====== Teks Bacaan ======

Pertama, Puang Matowa adalah Bissu yang menduduki lapisan tertinggi dalam komunitas Bissu. Ia diangkat menjadi pemimpin Bissu oleh raja. Tugas yang diberikan
padanya ialah merawat dan menjaga pusaka kerajaan serta memberi pelayanan pada
keluarga kerajaan. Kedua, Puang Lolo
yakni Bissu yang menjadi wakil Puang Matowa. Ia berperan sebagai
pengganti Puang Matowa dalam
menjalankan tugas yang telah dipercayakan. Ketiga, Bissu Tantre yaitu Bissu
yang memiliki kecerdasan tinggi dan pengetahuan yang mendalam mengenai
upacara-upacara terntentu dalam masyarakat. Keempat, Bissu Poncok adalah
mereka yang memiliki kemampuan terbatas, sehingga sekedar melaksanakan perintah
atau mandat pemimpin Bissu.[6]
Penilaian Kritis
Kepercayaan masyarakat membentuk perilaku dan
tindakan masyarakat terhadap apa yang dipercayai. Bissu sebagai nilai budaya
masyarakat bugis lahir dan terbentuk dari sebuah kepercayaan yang telah dianut
turun-temurun dari para leluhur. Melalui narasi mitologis masyarakat bugis
mencoba meneruskan dan membagikan apa yang mereka percayai dalam kehidupan
masyarakat. Sebagai seorang yang bukan berasal dari masyarakat bugis, secara
pribadi, saya melihat kebiasaan masyarakat bugis ini sebagai bentuk penghargaan
mereka terhadap martabat manusia. Realitasnya Bissu adalah mereka yang terlahir sebagai orang yang memiliki
identitas unik. Agar mereka tidak dikucilkan diberilah makna khusus pada diri
mereka, sehingga keberadaan mereka menjadi lebih berarti dalam menjaga
keharmonisan masyarakat.
Menurut Foucault, kita seharusnya
bersikap nominalis dalam memandang kekuasaan. Kekuasaan bukanlah lembaga,
kekuasaan bukan pula sebuah struktur,
bukan semacam daya yang terdapat pada beberapa
orang. Kekuasaan adalah nama yang diberikan kepada suatu situasi
strategis yang rumit dalam masyarakat tertentu. Sasaran kekuasaan adalah tubuh.

====== Informasi Ditampilkan ======

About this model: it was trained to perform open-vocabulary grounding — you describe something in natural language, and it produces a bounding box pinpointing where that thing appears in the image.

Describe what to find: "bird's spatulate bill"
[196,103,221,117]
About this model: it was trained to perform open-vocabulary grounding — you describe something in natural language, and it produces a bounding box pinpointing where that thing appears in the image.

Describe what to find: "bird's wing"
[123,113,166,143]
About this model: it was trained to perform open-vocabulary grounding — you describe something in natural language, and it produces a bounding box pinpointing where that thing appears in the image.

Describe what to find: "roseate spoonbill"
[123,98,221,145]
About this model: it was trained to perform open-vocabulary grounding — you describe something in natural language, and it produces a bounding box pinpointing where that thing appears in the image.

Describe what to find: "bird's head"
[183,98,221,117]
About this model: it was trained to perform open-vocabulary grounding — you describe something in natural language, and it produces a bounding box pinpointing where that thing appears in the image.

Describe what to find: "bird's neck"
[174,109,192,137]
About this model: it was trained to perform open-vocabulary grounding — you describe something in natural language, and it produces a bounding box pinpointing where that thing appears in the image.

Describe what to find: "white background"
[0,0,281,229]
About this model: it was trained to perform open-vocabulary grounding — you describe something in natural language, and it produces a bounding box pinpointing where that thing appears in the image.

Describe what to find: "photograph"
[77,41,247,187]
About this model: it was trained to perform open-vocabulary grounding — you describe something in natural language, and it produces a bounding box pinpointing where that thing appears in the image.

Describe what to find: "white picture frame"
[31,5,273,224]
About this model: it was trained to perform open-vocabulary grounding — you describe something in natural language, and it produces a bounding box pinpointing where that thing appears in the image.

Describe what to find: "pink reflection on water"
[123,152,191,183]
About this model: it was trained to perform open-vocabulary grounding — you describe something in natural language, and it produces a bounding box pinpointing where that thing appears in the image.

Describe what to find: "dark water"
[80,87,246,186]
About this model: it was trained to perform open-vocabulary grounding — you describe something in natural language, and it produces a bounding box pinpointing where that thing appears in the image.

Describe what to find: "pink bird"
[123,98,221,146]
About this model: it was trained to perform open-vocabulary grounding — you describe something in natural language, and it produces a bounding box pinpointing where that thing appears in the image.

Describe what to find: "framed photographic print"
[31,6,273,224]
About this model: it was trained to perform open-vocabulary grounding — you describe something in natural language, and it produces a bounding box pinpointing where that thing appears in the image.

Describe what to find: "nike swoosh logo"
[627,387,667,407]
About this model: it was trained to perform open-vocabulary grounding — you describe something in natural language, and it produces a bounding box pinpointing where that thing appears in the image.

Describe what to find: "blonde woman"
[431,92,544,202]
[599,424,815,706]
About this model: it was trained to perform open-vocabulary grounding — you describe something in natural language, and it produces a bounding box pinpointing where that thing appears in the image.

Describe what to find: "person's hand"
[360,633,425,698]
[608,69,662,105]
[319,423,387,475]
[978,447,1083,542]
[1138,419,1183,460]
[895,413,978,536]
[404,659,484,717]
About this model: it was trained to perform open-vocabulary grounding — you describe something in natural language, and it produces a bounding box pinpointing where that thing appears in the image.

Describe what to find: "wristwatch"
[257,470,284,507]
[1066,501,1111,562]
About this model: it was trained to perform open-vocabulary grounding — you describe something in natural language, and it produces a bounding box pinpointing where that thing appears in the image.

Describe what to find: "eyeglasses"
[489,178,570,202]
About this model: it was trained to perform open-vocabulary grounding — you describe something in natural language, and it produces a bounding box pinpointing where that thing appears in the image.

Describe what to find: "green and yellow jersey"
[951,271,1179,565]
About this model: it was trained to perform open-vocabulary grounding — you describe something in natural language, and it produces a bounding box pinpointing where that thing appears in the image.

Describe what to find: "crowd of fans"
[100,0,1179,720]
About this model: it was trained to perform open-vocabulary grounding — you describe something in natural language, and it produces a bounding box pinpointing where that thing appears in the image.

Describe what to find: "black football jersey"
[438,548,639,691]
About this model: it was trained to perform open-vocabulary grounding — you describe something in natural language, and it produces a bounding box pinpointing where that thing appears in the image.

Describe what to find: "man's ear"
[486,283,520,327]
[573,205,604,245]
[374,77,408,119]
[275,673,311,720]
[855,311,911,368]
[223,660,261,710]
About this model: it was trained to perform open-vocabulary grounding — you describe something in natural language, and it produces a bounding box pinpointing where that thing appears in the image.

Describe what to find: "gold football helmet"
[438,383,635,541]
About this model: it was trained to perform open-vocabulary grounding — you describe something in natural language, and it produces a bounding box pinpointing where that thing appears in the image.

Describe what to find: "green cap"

======

» Tugas Tertulis 1:
Ulangi tanpa perubahan bagian teks tentang Bissu mulai dari "Menurut Foucault, kita" sampai dengan "kekuasaan adalah tubuh.".
» Tugas Tertulis 2:
Hitung berapa baris dalam entri yang memuat kata "bird", dengan huruf besar dan kecil dibedakan, lalu tuliskan angkanya saja.
Teks dan entri tidak saling berkaitan.

» Hasil 1:
Menurut Foucault, kita seharusnya
bersikap nominalis dalam memandang kekuasaan. Kekuasaan bukanlah lembaga,
kekuasaan bukan pula sebuah struktur,
bukan semacam daya yang terdapat pada beberapa
orang. Kekuasaan adalah nama yang diberikan kepada suatu situasi
strategis yang rumit dalam masyarakat tertentu. Sasaran kekuasaan adalah tubuh.

» Hasil 2:
5